Each entry below is to be copied verbatim, with no line missing.

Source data
+++++

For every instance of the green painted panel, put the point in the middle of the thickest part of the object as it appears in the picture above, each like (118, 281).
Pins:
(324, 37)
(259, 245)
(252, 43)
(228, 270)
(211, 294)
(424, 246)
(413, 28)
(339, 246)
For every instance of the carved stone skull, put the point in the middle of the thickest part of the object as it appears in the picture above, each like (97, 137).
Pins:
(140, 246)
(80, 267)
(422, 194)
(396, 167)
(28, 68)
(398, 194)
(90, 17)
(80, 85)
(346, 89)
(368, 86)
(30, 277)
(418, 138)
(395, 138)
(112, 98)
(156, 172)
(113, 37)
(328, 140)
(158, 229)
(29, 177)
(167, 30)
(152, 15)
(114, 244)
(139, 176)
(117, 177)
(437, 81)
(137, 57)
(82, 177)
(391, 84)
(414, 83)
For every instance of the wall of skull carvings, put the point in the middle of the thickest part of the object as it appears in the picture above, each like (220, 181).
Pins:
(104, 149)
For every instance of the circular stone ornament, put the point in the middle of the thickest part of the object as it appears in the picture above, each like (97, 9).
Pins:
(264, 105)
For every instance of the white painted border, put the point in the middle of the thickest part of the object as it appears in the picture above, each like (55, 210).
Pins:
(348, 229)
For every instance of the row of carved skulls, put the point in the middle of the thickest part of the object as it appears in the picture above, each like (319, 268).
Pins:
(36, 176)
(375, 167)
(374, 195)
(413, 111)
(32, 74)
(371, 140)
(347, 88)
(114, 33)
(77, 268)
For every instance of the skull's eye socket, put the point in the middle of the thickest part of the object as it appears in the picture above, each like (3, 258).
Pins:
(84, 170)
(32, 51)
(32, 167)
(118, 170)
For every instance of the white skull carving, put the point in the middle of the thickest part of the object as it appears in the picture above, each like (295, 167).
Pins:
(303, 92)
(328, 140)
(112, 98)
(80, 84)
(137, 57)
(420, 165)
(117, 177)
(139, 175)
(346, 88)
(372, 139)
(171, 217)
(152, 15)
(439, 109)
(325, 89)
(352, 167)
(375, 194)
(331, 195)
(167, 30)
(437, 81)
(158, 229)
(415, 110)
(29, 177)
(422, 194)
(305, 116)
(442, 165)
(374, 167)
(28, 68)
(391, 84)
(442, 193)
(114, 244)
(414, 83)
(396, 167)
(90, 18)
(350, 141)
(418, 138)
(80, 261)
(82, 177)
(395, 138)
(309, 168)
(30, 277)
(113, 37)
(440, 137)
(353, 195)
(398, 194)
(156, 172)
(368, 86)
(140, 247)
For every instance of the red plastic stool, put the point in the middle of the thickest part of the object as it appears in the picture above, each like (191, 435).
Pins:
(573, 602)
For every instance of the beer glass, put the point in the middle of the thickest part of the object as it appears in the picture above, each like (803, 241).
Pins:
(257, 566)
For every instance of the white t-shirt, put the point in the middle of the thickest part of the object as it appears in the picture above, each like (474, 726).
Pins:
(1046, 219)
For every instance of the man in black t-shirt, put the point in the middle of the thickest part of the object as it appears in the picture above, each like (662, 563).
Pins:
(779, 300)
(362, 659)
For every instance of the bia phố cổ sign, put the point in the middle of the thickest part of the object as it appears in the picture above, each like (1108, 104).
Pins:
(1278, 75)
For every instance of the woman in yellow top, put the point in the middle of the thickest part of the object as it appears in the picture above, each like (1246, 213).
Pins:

+++++

Answer to this problem:
For every instance of the green painted panel, put the point in the middle of the thickest part of the object as it appears in the picture above, each like (118, 281).
Pins:
(324, 37)
(259, 245)
(252, 43)
(228, 270)
(211, 294)
(424, 246)
(413, 28)
(339, 246)
For every instance of the carved stone skull, put the point in the middle of the thickest part of the object as it appears in the picture above, each like (97, 137).
Pins:
(140, 246)
(80, 267)
(422, 194)
(396, 167)
(28, 68)
(398, 194)
(90, 17)
(80, 85)
(346, 89)
(368, 86)
(30, 277)
(418, 138)
(395, 138)
(112, 98)
(156, 172)
(113, 37)
(328, 140)
(158, 229)
(29, 177)
(167, 30)
(152, 15)
(114, 244)
(139, 176)
(117, 177)
(437, 81)
(137, 57)
(82, 177)
(391, 84)
(414, 83)
For every instance of the wall of skull carvings, put the point in the middle of the thickest part of the object as it appears in the picture above, each like (220, 181).
Pins:
(104, 149)
For every instance of the circular stone ornament, put the point in the middle of the thickest part of the object as it appears in the picture above, each like (97, 9).
Pins:
(264, 105)
For every instance of the white painted border, put the point in the middle of the thickest part of the object as it appears in the picture above, each like (55, 210).
Pins:
(348, 229)
For every instance of the row of carved skulls, put the point in the middle of the thickest part of the object as it appears in the picture above, each like (319, 268).
Pins:
(36, 176)
(375, 167)
(374, 195)
(413, 111)
(32, 74)
(371, 140)
(347, 88)
(114, 33)
(77, 268)
For every instance of the skull's eye socket, put the point in the middle of the thickest part of the object as it appears in the picture above, each like (3, 258).
Pins:
(84, 170)
(32, 51)
(32, 167)
(118, 170)
For every instance of the white skull carving, put the point in the middle of the thickest part of the object as it appears in the picture above, each like (295, 167).
Pins:
(303, 92)
(328, 140)
(112, 98)
(80, 84)
(137, 57)
(420, 165)
(117, 177)
(139, 175)
(346, 88)
(372, 139)
(171, 217)
(152, 15)
(439, 109)
(325, 89)
(352, 167)
(375, 194)
(331, 195)
(167, 30)
(437, 81)
(158, 229)
(415, 110)
(29, 177)
(422, 194)
(305, 116)
(442, 165)
(374, 167)
(28, 68)
(391, 84)
(442, 193)
(114, 244)
(414, 83)
(396, 167)
(90, 18)
(350, 141)
(418, 138)
(80, 261)
(82, 177)
(395, 138)
(309, 168)
(30, 277)
(113, 37)
(440, 137)
(353, 195)
(398, 194)
(156, 172)
(368, 86)
(140, 247)
For every instance of the red plastic stool, put the point in the middle of the thickest part of the object as it appears in the picture above, each like (191, 435).
Pins:
(573, 602)
For every instance of the beer glass, put the point in the middle of the thickest part of the object as it appears in the picture above, each like (803, 241).
Pins:
(257, 566)
For every instance of the white t-shirt, put the point in the middle of the thickest part of the object as it appears in the picture above, each like (474, 726).
Pins:
(1046, 219)
For every instance of the man in black t-shirt, put the point in the middle of the thickest part of the object as it appears in the picture above, each like (662, 563).
Pins:
(779, 300)
(362, 659)
For every instance of the bia phố cổ sign, put the point in the middle of the thickest part of the object as it appears in the picture above, each like (1108, 104).
Pins:
(1278, 75)
For every instance of the woman in yellow top, put the point in the middle of the thickest part of the object as it appears in the picture above, each like (1246, 213).
Pins:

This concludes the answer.